Start

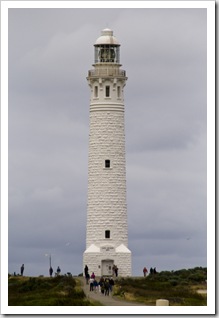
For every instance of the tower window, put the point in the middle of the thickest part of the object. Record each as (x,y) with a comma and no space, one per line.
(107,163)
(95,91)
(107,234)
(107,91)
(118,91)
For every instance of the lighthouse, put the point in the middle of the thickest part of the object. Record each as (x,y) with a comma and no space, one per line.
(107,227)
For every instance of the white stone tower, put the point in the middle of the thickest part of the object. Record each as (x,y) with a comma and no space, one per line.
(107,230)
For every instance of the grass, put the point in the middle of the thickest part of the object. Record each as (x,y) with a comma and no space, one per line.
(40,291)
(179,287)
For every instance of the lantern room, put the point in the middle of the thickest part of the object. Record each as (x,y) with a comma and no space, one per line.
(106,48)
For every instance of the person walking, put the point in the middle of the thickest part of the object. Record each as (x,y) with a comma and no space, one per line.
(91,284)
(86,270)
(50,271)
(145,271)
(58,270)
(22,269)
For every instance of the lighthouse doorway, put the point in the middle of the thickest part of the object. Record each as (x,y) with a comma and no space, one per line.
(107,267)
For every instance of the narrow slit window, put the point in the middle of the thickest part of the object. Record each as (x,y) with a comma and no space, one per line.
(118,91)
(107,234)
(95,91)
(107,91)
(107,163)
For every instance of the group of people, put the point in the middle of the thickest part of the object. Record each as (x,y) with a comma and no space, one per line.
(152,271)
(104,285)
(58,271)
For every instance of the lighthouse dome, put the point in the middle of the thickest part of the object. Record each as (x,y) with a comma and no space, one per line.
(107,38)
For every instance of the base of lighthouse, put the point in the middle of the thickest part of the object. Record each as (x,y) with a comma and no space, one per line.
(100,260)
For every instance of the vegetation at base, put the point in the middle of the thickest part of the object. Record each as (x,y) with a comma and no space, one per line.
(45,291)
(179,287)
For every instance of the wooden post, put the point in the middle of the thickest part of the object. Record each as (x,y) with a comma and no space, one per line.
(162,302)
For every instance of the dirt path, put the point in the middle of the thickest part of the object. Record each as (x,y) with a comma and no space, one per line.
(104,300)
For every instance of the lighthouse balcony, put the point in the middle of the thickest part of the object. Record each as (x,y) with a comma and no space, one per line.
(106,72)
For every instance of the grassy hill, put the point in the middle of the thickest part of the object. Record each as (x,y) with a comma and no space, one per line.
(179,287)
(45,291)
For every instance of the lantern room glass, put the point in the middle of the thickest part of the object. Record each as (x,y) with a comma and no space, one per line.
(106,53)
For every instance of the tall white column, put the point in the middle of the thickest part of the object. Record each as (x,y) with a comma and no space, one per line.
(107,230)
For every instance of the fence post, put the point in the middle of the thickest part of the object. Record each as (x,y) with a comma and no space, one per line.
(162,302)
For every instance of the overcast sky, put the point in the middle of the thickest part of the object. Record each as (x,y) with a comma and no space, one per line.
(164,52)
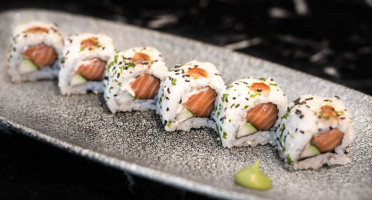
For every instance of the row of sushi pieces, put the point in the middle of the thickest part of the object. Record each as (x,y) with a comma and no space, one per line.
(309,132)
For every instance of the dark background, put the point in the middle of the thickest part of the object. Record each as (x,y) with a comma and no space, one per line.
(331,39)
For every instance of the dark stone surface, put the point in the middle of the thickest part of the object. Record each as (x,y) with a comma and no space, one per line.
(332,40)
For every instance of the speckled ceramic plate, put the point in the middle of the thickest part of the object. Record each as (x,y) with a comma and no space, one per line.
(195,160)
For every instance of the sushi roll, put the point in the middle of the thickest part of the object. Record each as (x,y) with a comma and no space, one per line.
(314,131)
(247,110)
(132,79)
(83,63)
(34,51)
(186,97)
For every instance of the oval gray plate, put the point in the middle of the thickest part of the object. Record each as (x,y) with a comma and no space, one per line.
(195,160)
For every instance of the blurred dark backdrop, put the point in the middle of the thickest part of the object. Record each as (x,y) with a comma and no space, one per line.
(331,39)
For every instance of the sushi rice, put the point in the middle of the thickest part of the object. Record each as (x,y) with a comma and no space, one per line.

End

Prompt =
Repeat all the material above word for word, leaving out the pictures.

Solution for this task =
For every instance of the tower window, put the point in the middle of the thickest part of the object. Record each as (x,y) with a comma and no space, one per line.
(107,163)
(95,91)
(107,234)
(107,91)
(118,91)
For every instance of the lighthouse, put the point in the middle of the thickest part of the object. Record each as (x,y) with a comma and no space, one per line.
(107,227)
For every instance of the white stone tower, put the point in the middle of the thickest part of the object. Record each as (x,y) with a comma and no space, one per line.
(107,230)
For every instance of the grass, put the point in the middle of the thickest part of the object. Record each as (x,y) with a comma and no space, one per line.
(40,291)
(179,287)
For every instance of the lantern room, put the point in the middle of the thickest part of the object. Record each as (x,y) with a comma and no space, one per line.
(106,48)
For every instance of the person walking, put the point in the middle of the thickest part of the object. Record each as (x,y) with a comma and no space, one per line.
(91,284)
(86,270)
(50,271)
(145,271)
(58,270)
(22,269)
For every instance of the lighthouse doorway, put the point in the middle of the thickest part of the object. Record each as (x,y) with a comma and no space, one per line.
(107,267)
For every instance of the narrow slit window, put the point in the middle of the thickest part of the object. Record each as (x,y) with a comma and no space, one per line.
(118,91)
(107,234)
(95,91)
(107,91)
(107,163)
For every instance of the group of people, put the point in the middle of the thickest part of the object. Record each as (x,y) with a comma and no space, one per line.
(152,271)
(104,285)
(58,271)
For every instance of the lighthouse dome, put the point in the middle of the thickest part of the object. Record each as (x,y) with a comma and no space, one per line.
(107,38)
For every instance of the base of lighthouse, put the point in the middle of the thickest part of the object. Record each as (x,y) with a comma and no space, one per line.
(100,260)
For every instance of the vegetation at base, put the point in the middle of the thickest part of the object. Record each as (x,y) with a comma and no space, one per line.
(45,291)
(179,287)
For every instance of the wooden post, put the point in the middle of the thickest part of the object. Record each as (x,y) with a comma and no space, one per line.
(162,302)
For every instance of the dirt path, put the point in the middle of the thickest part of the object. Record each as (x,y) with a comma and no space, one per line.
(104,300)
For every instance of the lighthouse balcony, put the point in the middle of the thickest part of the object. Record each as (x,y) with a comma and no space, one per line.
(106,72)
For every instance of the grassy hill, put the point in the middle of the thickest part of the object. Record each as (x,y) with a comma and no space, one per line.
(179,287)
(45,291)
For every instance of the lantern room glass, put the point in the middle of the thickest part of the object. Record each as (x,y) with a comma and no space, one per line.
(106,53)
For every instance of the tall white column, put the point in the middle of the thickest part of the object. Record each as (x,y) with a comma and no space, one per line.
(107,230)
For every instance of the fence post, put the point in the middle of the thickest part of the object. Record each as (x,y) with a comma and no space, one per line.
(162,302)
For every instance of the overcast sky, put the point in the middle of the thickest part of the object. Record each as (x,y) with a comma and no space, one per line.
(164,52)
For every instance of the row of sushi pieces, put the point in the middle of the thickest part of the object. Record each as (x,y) with a comma and no space, one per line.
(309,132)
For every instance of the dark background, put the point in the middle of the thickest part of the object. Record each as (x,y) with a comma and no space, one per line.
(331,39)
For every instance of the dark stone surface, put the point in the middle of the thickest part of the object. Record each as (x,y) with a comma and no space, one per line.
(332,40)
For every instance of the speckled ceramic plate, put the point in the middle of the thickest part of the object. Record each as (x,y) with a comma and no space, one per line.
(195,160)
For every instance of the sushi roll, put the point in the middle of the thickest part of the object. Record each as (x,y) with a comma and no space, one per line.
(314,131)
(247,110)
(132,79)
(83,63)
(34,51)
(186,97)
For every instance of the oval gray plate, put the point in the middle of the thickest part of the object. Record each as (x,y) with a comma and no space, one per line.
(195,160)
For every instance of the blurred dark backdrop, put the point in the middle of the thickest part of the object. Record each as (x,y) with a comma and no space, one per line.
(331,39)
For every instance of the sushi rice, put the point in the middle of the thickest part of the object. Record each as (x,y) with a comma and no space, one per line.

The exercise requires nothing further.